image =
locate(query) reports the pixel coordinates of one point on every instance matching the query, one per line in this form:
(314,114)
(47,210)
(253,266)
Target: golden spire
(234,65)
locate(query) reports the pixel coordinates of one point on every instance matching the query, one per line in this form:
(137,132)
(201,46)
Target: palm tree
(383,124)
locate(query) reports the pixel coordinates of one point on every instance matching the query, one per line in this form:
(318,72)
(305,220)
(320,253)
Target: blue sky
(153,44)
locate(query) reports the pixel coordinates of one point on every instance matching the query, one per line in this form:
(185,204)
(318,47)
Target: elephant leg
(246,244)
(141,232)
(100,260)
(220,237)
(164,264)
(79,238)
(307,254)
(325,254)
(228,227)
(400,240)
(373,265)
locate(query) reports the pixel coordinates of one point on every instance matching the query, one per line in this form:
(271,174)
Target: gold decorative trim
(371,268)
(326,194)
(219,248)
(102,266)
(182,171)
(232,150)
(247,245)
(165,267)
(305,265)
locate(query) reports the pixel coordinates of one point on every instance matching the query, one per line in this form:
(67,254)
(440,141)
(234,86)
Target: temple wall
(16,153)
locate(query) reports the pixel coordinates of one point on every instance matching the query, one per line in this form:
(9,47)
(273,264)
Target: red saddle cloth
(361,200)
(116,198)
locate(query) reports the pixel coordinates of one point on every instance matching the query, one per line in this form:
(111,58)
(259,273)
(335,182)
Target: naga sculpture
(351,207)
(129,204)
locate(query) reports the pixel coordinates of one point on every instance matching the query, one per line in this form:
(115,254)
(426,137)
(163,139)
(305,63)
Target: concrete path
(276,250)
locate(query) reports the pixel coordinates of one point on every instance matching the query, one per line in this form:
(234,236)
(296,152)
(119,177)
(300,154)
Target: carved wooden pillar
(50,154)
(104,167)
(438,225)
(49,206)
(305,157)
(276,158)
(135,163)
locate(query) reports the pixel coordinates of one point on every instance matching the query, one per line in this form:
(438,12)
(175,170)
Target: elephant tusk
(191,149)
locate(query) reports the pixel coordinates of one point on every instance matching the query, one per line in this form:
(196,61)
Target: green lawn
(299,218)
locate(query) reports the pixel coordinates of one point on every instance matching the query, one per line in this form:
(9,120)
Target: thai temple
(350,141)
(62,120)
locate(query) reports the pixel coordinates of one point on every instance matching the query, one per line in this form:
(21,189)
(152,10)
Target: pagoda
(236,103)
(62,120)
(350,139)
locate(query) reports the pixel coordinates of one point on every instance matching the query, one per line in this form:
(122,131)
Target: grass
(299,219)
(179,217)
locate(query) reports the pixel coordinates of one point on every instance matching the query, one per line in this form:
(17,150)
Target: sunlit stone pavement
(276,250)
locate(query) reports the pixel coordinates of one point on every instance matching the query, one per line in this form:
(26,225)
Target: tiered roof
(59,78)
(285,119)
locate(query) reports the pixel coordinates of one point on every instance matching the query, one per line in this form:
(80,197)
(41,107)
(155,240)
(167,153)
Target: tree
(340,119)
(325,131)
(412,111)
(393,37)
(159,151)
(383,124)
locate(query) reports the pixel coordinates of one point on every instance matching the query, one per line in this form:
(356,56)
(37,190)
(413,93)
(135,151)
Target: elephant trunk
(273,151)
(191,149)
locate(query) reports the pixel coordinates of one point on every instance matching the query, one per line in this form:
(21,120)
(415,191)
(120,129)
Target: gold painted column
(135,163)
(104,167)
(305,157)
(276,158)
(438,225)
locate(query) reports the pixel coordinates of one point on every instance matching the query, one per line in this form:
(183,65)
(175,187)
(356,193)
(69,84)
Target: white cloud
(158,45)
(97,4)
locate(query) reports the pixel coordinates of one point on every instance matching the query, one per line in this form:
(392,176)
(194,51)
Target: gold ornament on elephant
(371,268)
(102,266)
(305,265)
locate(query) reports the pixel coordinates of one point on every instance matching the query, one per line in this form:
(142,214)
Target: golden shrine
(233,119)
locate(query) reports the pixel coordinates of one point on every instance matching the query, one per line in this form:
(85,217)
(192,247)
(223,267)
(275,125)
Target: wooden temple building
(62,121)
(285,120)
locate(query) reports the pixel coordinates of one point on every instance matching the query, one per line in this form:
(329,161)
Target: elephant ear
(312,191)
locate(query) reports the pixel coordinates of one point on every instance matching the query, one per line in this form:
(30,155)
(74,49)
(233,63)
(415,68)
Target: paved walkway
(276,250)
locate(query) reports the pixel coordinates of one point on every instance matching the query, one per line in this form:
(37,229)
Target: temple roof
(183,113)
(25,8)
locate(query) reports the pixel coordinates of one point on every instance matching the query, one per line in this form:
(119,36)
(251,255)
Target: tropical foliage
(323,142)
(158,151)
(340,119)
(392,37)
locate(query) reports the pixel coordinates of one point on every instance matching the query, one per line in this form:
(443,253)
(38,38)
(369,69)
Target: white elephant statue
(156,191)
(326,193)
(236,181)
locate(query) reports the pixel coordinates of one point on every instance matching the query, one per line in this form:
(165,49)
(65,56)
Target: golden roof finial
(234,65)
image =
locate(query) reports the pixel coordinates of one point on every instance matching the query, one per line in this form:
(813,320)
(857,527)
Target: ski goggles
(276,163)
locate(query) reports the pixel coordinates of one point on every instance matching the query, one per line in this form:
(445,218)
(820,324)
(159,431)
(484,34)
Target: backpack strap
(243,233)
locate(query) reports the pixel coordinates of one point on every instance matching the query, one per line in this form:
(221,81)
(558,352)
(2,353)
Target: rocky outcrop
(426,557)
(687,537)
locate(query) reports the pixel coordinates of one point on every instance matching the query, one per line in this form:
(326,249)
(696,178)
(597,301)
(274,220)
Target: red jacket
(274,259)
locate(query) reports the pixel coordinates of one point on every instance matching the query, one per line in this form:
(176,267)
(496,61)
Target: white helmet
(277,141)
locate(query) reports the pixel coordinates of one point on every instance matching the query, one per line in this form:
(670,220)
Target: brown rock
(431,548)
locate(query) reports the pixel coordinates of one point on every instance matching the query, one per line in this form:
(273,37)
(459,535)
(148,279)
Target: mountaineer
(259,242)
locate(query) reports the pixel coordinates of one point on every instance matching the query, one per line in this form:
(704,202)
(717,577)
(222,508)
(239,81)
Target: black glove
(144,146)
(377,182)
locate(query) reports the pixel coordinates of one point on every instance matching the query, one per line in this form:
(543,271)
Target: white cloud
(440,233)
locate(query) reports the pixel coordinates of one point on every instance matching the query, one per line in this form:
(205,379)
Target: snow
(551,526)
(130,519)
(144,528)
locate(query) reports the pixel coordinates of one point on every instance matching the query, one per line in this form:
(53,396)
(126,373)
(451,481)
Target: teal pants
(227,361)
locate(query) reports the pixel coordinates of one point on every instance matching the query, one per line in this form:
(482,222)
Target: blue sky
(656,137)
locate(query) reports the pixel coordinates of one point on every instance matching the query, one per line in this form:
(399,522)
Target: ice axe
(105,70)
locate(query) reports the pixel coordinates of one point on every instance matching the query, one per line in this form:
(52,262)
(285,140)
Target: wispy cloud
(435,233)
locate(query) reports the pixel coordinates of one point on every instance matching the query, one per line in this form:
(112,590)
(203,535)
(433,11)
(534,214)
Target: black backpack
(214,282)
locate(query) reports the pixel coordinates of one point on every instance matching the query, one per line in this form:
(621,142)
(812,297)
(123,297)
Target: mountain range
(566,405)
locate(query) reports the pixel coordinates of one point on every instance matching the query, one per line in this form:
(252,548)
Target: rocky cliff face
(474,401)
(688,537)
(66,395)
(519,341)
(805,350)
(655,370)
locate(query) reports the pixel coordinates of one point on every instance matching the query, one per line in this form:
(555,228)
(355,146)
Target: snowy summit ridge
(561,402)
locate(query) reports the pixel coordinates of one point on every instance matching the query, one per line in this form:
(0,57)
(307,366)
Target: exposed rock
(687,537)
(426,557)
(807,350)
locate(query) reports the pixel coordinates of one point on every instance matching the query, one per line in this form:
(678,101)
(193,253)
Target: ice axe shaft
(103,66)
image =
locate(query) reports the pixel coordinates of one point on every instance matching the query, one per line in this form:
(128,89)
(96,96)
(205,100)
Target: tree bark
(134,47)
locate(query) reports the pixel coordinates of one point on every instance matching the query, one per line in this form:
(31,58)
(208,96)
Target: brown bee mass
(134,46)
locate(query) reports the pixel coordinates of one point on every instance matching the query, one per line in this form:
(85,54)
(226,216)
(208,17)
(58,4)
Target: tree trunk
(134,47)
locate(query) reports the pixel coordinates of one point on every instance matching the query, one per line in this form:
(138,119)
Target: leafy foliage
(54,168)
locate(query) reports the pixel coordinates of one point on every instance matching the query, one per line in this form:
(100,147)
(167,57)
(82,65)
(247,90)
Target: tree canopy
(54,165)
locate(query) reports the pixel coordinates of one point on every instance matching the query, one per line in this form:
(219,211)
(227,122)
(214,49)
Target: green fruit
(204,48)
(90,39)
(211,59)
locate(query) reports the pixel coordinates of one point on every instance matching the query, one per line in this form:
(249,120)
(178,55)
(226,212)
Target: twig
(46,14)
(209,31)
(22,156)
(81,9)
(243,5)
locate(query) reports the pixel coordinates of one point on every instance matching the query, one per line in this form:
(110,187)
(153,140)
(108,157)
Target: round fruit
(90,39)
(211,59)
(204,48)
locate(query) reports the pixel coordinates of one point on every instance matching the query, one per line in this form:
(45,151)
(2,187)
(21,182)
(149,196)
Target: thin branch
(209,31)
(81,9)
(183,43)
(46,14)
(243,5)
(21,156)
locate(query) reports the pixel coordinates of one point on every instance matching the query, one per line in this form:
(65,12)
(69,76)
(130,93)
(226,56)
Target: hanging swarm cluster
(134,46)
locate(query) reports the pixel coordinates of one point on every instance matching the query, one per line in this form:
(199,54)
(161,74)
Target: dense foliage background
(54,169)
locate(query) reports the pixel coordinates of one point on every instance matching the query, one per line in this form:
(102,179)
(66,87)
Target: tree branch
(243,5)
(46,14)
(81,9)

- _Work request_
Output the line containing "Target: dense foliage background" and each line after it through the close of the entries, unchanged and with no other lines.

- _Answer section_
Target: dense foliage background
(54,169)
locate(query) reports the pixel coordinates of one point on every instance matching the query, one per line in this form:
(102,179)
(66,87)
Target: tree branch
(243,5)
(46,14)
(81,9)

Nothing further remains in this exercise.